Activity: Format the data as a JSON list of strings with one string per line, starting at the line that contains "72V40H476L475 122L487 119L485" and ending after the line that contains "positive clicks: (475, 64) (473, 95)". Skip blank lines.

[Stored data]

___

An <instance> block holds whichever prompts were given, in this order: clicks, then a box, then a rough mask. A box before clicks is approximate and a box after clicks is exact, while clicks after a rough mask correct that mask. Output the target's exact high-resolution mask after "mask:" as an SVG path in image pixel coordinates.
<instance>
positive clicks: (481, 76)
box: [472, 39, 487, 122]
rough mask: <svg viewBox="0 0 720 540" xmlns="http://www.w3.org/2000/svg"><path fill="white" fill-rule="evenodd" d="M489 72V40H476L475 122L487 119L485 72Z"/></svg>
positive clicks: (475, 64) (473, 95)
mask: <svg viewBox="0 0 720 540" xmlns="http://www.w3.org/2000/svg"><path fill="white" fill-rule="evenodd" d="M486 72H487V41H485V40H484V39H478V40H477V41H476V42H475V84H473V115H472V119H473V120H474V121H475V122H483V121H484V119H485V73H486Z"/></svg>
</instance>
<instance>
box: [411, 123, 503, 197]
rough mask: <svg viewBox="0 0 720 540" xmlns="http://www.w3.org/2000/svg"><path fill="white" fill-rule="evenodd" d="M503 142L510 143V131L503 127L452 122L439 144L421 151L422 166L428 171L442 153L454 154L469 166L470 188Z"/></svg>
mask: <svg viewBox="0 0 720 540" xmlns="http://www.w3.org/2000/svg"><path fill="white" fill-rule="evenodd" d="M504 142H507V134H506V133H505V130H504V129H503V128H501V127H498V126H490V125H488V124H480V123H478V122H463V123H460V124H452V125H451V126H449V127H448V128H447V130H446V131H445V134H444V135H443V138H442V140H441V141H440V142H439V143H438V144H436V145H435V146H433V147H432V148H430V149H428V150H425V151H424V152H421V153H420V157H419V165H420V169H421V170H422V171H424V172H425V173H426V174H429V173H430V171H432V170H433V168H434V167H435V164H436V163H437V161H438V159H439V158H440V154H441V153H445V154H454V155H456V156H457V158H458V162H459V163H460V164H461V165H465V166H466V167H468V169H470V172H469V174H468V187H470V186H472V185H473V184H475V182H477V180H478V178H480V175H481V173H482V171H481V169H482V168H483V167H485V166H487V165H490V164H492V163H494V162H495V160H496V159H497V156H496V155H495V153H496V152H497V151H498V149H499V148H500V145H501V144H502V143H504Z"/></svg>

___

Task output:
[
  "rough mask: <svg viewBox=\"0 0 720 540\" xmlns=\"http://www.w3.org/2000/svg\"><path fill=\"white\" fill-rule=\"evenodd\" d=\"M489 72V40H476L475 122L487 119L485 72Z\"/></svg>",
  "positive clicks: (475, 64) (473, 95)"
]